Set exercise: Report how many lines in the listing below contain the string "terrain". Give only the number.

Provided information:
>>>>>
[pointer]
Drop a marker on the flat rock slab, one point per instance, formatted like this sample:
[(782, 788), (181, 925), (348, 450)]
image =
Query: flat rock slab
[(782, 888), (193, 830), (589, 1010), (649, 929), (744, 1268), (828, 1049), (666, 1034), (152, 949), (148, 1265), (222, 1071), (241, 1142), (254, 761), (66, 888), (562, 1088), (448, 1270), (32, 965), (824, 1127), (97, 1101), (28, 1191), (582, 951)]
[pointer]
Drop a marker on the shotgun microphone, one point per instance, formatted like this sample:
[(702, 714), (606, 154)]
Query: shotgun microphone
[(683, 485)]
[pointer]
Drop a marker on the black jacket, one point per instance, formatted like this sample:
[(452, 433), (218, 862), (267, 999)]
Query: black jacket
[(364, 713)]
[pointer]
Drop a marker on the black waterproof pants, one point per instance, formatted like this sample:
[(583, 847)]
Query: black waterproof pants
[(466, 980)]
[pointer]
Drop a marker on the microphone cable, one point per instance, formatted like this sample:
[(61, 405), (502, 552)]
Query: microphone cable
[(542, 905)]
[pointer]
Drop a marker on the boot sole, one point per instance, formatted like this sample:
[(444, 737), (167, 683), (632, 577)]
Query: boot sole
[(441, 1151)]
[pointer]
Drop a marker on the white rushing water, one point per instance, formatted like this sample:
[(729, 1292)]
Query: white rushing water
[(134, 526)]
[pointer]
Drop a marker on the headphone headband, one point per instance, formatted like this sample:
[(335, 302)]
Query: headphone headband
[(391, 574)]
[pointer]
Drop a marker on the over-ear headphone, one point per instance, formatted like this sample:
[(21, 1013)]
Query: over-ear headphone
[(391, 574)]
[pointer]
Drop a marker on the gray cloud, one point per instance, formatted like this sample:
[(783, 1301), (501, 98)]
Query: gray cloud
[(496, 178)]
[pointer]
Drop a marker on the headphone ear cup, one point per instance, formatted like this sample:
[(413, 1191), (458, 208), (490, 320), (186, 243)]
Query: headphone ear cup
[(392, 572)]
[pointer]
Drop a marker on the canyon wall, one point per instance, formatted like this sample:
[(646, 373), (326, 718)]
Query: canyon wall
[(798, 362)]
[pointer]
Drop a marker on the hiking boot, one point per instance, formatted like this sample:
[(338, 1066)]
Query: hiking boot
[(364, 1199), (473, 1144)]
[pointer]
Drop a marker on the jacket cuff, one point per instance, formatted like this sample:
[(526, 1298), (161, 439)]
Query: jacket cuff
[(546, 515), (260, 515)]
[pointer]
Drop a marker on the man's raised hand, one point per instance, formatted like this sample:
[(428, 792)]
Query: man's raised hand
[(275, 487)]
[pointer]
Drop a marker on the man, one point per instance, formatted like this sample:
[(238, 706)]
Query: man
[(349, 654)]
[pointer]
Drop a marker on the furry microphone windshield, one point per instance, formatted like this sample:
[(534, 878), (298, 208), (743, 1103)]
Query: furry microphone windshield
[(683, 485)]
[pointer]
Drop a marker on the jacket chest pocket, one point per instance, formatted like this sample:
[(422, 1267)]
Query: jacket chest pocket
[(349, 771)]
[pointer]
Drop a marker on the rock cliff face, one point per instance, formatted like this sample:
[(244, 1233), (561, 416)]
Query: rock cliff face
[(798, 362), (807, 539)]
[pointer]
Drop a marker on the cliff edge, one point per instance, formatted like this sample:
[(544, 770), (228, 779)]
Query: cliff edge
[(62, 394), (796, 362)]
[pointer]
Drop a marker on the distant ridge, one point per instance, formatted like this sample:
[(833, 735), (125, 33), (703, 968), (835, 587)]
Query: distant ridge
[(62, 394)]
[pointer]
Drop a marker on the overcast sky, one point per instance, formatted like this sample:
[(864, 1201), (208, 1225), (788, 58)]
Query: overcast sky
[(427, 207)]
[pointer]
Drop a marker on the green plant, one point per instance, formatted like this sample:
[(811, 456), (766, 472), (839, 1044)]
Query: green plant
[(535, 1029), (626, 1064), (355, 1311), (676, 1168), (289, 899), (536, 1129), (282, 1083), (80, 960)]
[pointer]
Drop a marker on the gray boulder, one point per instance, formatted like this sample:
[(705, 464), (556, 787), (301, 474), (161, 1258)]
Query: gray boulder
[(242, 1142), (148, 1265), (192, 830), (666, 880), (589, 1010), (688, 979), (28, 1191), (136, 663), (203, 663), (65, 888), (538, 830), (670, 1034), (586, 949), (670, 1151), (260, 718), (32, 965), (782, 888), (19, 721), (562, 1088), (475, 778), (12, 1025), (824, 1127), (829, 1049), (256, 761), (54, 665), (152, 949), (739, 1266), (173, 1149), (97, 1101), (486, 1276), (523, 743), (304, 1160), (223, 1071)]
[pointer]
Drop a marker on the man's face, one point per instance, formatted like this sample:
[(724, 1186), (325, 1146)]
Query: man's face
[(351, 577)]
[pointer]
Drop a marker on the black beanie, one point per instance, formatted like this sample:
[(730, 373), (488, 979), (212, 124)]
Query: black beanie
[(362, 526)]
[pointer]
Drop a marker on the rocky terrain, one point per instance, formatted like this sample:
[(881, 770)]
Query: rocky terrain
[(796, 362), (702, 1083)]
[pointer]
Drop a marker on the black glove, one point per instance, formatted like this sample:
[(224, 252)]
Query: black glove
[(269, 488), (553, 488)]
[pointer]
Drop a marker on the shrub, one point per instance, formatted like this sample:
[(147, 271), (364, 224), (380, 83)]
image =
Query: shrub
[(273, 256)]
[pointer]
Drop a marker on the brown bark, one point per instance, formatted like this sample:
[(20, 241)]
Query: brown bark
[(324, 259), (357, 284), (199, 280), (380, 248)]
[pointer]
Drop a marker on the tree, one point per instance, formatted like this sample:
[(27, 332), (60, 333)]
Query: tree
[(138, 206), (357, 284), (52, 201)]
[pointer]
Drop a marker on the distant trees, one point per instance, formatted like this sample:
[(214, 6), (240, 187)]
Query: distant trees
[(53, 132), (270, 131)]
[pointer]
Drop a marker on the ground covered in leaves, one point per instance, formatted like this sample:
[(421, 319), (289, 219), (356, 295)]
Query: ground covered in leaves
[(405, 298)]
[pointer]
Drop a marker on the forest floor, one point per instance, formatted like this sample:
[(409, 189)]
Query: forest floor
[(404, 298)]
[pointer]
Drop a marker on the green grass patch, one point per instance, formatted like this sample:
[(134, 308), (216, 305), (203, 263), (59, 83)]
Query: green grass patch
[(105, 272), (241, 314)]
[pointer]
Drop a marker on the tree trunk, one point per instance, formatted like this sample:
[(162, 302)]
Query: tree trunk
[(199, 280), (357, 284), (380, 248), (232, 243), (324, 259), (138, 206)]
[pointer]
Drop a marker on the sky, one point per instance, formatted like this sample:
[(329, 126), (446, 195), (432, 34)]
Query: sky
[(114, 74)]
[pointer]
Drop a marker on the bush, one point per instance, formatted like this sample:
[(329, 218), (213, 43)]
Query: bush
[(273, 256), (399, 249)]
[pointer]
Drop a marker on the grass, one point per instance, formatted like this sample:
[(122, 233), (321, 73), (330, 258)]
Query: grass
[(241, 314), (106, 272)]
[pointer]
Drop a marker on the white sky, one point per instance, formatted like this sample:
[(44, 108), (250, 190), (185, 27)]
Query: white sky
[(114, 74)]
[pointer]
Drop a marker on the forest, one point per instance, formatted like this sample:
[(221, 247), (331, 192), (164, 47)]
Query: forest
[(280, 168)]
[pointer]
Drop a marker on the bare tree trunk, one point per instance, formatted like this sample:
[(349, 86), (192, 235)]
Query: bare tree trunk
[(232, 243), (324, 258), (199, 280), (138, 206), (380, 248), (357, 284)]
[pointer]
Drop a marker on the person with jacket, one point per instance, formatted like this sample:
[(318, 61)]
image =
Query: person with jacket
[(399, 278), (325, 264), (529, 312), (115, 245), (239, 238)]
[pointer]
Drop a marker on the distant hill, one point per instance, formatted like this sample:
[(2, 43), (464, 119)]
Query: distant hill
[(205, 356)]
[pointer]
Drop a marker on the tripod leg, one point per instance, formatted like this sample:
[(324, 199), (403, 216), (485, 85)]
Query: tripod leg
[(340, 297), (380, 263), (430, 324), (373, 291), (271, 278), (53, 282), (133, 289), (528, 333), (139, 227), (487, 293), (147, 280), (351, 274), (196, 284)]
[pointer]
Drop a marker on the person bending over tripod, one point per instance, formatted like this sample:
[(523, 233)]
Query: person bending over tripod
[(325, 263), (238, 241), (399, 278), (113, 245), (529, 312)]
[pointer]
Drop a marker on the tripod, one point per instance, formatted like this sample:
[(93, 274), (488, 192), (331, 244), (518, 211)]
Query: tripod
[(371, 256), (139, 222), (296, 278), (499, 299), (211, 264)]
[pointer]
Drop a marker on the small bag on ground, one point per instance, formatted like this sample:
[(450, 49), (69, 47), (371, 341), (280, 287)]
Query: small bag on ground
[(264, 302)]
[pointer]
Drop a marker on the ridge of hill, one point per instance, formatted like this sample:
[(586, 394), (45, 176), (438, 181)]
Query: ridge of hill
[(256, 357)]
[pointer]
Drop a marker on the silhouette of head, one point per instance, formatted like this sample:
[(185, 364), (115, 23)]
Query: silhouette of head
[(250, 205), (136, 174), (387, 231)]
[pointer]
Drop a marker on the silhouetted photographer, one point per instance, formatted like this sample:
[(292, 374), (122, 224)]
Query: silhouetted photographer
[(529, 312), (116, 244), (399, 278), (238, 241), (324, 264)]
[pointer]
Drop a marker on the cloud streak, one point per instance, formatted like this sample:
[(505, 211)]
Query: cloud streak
<<<<<
In response: 2